* Begin *

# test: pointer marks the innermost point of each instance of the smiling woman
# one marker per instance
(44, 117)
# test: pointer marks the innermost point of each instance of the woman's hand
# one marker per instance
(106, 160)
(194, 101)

* End *

Exercise task: Recast the items above as a Markdown table with the columns Number and Item line, giving each nonblank line its own numbered row.

Expected output:
| Number | Item line |
|---|---|
| 1 | # test: pointer marks the innermost point of each instance of the smiling woman |
| 2 | # one marker per instance |
| 3 | (44, 117) |
| 4 | # test: pointer marks the innermost point of each instance of the woman's hand |
| 5 | # one marker per instance |
| 6 | (106, 160) |
| 7 | (194, 101) |